The problem: Since the entries below must stay intact, return each one exactly.

Dataset entries
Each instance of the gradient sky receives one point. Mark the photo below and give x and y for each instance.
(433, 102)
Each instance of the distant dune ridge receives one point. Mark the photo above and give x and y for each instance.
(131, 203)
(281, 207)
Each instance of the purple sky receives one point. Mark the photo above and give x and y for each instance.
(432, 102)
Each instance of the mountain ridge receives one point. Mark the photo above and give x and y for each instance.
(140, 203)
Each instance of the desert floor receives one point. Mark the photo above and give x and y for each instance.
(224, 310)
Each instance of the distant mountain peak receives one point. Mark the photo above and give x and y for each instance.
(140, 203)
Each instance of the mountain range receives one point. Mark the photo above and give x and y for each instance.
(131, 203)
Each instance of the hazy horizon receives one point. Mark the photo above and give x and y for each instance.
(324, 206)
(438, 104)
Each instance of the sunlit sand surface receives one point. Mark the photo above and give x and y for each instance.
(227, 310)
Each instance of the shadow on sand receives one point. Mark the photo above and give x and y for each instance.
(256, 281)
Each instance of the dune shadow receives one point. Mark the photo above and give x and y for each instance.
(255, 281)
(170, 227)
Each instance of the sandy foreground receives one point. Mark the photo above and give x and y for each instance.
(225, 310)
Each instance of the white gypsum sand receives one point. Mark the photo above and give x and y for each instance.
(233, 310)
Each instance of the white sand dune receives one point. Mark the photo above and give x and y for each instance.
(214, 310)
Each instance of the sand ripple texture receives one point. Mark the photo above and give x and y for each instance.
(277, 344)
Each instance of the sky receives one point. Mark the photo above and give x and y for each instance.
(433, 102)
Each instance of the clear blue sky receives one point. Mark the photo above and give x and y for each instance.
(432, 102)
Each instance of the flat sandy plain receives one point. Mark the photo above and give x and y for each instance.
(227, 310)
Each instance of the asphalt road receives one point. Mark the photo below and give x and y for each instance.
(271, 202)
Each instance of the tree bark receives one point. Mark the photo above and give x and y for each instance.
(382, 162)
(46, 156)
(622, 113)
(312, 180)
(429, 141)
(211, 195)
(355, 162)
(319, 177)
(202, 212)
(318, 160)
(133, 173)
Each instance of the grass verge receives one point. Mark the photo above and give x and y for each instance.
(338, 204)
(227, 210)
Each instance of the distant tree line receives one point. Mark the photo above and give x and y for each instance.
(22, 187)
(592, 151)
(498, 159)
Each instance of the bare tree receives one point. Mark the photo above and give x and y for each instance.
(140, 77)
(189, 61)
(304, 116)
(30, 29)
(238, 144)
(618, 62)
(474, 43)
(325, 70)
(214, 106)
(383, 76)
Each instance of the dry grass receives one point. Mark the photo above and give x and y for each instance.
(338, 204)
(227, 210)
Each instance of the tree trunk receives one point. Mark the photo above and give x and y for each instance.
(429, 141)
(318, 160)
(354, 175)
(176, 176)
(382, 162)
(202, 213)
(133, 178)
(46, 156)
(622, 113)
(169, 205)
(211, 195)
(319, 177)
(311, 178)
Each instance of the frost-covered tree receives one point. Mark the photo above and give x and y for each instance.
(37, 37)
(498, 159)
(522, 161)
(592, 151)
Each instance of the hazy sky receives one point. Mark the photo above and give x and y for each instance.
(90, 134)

Task solution:
Each instance of the gradient sky receives one point. Mark the photo below and give x and y for each instance.
(433, 102)
Each instance of the distant dune ridge receives one point. Mark the photo above and give x and y for each instance.
(131, 203)
(281, 207)
Each instance of the purple sky receives one point. Mark the photo above and give x and y for each instance.
(432, 102)
Each instance of the mountain ridge receives one point. Mark the photo above and give x and y for each instance.
(140, 203)
Each instance of the desert floor receives one point. Mark the photo above and give x and y for each instance.
(224, 310)
Each instance of the distant mountain peak receives one point. Mark the photo above and give x and y for each instance.
(140, 203)
Each instance of the mountain range receives one point. Mark the photo above and give x and y for each instance.
(131, 203)
Each instance of the hazy horizon receives one point. Mark the photo above and give x and y for each instance.
(324, 206)
(438, 104)
Each instance of the sunlit sand surface receives one point. Mark the photo above and give x and y for each instance.
(227, 310)
Each instance of the shadow on sand receives one point. Mark the photo above and give x and y for each instance.
(256, 281)
Each instance of the dune shadow receives one point. Mark the photo above and give x and y for each instance.
(255, 281)
(170, 227)
Each instance of the sandy foreground receives one point. Mark the photo above and give x and y for each instance.
(225, 310)
Each instance of the white gypsum sand receives one point. Mark the photo above and give x and y for each instance.
(233, 310)
Each instance of the white sand dune receives one point. Mark the photo above and give x and y for each instance.
(214, 310)
Each instance of the sand ripple texture receives one point. Mark the photo above and give x and y for each instance.
(277, 344)
Each instance of the sky receives one point. Mark the photo above and give x and y for each instance.
(433, 102)
Each instance of the clear blue sky receives one point. Mark the photo above and give x and y for each instance.
(432, 102)
Each instance of the flat sandy plain receives one point. Mark the photo above and give x and y for each instance.
(227, 310)
Each instance of the asphalt road receives one point. Mark the photo below and give x and y for each instance.
(271, 202)
Each instance of the tree bark receives one point. Mark the photo above and give x and y for each instance.
(382, 162)
(46, 156)
(622, 113)
(312, 180)
(429, 141)
(211, 195)
(355, 162)
(319, 177)
(202, 212)
(318, 160)
(133, 173)
Each instance of the grass verge receives one point. Mark the photo above and give x and y for each instance.
(338, 204)
(227, 210)
Each instance of the distant tree line receives one point. Mark the photo above and give x and y for each instance.
(22, 187)
(592, 151)
(498, 159)
Each instance of the bare tree receives one point. Mark the photo above and give x and y for each instance.
(140, 77)
(189, 61)
(304, 116)
(30, 29)
(238, 144)
(618, 62)
(474, 43)
(325, 70)
(214, 106)
(383, 76)
Each instance of the dry grass receives one point. Mark the photo above and give x and y for each instance.
(338, 204)
(227, 210)
Each instance of the tree trunk receives one point. Mark the photo above and give x and y for each instance.
(429, 141)
(318, 160)
(354, 175)
(176, 176)
(382, 162)
(202, 213)
(133, 178)
(46, 156)
(622, 113)
(169, 205)
(211, 195)
(319, 177)
(311, 178)
Each instance of the frost-covered tree receives one point. Mark the photo above and give x and y for each instance.
(37, 37)
(498, 159)
(522, 161)
(592, 151)
Each instance of the hazy sky receives one point. Mark the photo above and give x and y for each instance.
(90, 134)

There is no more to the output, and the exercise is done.